_Written problem:_ Reproduce the rows below character for character, from the line containing "the wooden beam" through the last line of the rows, both ends included.

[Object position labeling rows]
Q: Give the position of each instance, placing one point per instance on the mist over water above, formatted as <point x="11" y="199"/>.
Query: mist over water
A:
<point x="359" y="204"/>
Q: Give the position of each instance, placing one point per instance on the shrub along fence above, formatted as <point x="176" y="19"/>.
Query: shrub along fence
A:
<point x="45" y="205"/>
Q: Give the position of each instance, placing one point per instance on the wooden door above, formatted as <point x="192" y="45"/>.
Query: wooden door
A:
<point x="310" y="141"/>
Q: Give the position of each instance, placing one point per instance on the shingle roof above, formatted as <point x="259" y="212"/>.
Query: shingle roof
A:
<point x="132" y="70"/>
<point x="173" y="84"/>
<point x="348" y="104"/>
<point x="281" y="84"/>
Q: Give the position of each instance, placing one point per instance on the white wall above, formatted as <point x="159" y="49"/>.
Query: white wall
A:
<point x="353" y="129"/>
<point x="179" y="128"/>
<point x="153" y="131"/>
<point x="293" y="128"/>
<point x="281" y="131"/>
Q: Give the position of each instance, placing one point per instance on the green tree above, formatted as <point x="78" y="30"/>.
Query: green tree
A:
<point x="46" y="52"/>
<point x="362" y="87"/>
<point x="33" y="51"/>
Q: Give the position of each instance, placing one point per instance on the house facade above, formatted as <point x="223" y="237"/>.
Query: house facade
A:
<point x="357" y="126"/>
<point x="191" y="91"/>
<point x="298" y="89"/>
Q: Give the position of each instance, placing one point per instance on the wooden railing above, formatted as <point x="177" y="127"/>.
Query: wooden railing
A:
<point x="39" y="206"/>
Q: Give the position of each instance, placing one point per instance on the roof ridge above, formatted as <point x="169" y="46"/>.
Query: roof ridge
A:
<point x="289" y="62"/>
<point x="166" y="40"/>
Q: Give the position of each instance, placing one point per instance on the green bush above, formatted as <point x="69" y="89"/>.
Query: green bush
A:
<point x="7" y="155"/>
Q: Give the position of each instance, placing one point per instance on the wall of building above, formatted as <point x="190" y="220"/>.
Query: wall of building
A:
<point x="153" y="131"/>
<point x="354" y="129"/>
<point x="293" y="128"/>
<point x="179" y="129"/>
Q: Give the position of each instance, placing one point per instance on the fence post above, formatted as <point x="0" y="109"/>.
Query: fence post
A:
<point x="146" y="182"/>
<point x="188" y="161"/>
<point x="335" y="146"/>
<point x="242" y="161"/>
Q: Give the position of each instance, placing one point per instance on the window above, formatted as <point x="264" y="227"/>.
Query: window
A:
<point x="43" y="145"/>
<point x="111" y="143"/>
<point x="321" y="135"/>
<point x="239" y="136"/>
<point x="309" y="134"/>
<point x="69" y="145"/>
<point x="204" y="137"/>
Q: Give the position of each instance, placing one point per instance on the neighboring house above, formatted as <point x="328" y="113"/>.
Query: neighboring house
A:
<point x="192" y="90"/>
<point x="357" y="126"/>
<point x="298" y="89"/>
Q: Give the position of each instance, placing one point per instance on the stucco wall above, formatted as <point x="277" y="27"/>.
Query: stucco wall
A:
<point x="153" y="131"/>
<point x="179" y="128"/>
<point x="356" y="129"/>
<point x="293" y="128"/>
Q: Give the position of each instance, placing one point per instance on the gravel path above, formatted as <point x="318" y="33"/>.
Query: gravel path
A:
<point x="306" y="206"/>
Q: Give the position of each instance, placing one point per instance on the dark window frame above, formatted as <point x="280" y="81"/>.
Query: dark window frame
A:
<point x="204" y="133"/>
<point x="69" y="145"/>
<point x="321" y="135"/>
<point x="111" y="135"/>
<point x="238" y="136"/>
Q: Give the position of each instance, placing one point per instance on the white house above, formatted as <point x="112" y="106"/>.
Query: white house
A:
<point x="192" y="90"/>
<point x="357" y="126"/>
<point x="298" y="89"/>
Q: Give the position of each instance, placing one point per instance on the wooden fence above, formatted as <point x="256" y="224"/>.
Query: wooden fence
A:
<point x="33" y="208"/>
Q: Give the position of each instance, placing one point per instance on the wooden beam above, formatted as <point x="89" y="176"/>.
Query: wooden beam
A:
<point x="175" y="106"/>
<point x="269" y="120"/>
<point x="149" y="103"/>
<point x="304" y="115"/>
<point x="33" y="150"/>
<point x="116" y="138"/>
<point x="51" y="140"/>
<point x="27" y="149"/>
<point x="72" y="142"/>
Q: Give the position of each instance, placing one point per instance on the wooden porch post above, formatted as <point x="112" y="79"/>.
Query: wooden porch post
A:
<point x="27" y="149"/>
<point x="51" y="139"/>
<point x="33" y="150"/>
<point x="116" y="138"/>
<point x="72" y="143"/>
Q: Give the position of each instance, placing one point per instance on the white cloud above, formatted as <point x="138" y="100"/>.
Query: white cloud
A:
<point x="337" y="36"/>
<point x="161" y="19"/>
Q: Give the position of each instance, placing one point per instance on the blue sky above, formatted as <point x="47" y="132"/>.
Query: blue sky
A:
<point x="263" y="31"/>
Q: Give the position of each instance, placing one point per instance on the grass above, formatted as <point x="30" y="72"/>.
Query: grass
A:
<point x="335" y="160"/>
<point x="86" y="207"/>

_Solution to the exercise:_
Q: Give the position of each instance, placing one point per instance on the wooden beam above, formatted as <point x="89" y="176"/>.
Query: wooden beam
A:
<point x="175" y="106"/>
<point x="269" y="120"/>
<point x="149" y="103"/>
<point x="304" y="115"/>
<point x="33" y="150"/>
<point x="116" y="138"/>
<point x="51" y="140"/>
<point x="27" y="149"/>
<point x="72" y="142"/>
Q: Give the position of each instance, placing one point per instance on the wooden porch post above, formatted as <point x="112" y="79"/>.
Query: wooden porch post
A:
<point x="27" y="149"/>
<point x="51" y="139"/>
<point x="33" y="150"/>
<point x="116" y="138"/>
<point x="72" y="143"/>
Q: Give the position of each instance, placing one point per instance on the white cloud above, formatted as <point x="138" y="100"/>.
Query: white cloud
A:
<point x="337" y="36"/>
<point x="161" y="19"/>
Q: Give the position of each instance, placing one point per instance on the blue sky above, formatted as <point x="47" y="132"/>.
Query: blue sky
A:
<point x="263" y="31"/>
Q: Give the position of each instance, placing one point per instance on the grass above, formatted as <point x="30" y="72"/>.
Query: grass
A:
<point x="335" y="160"/>
<point x="86" y="207"/>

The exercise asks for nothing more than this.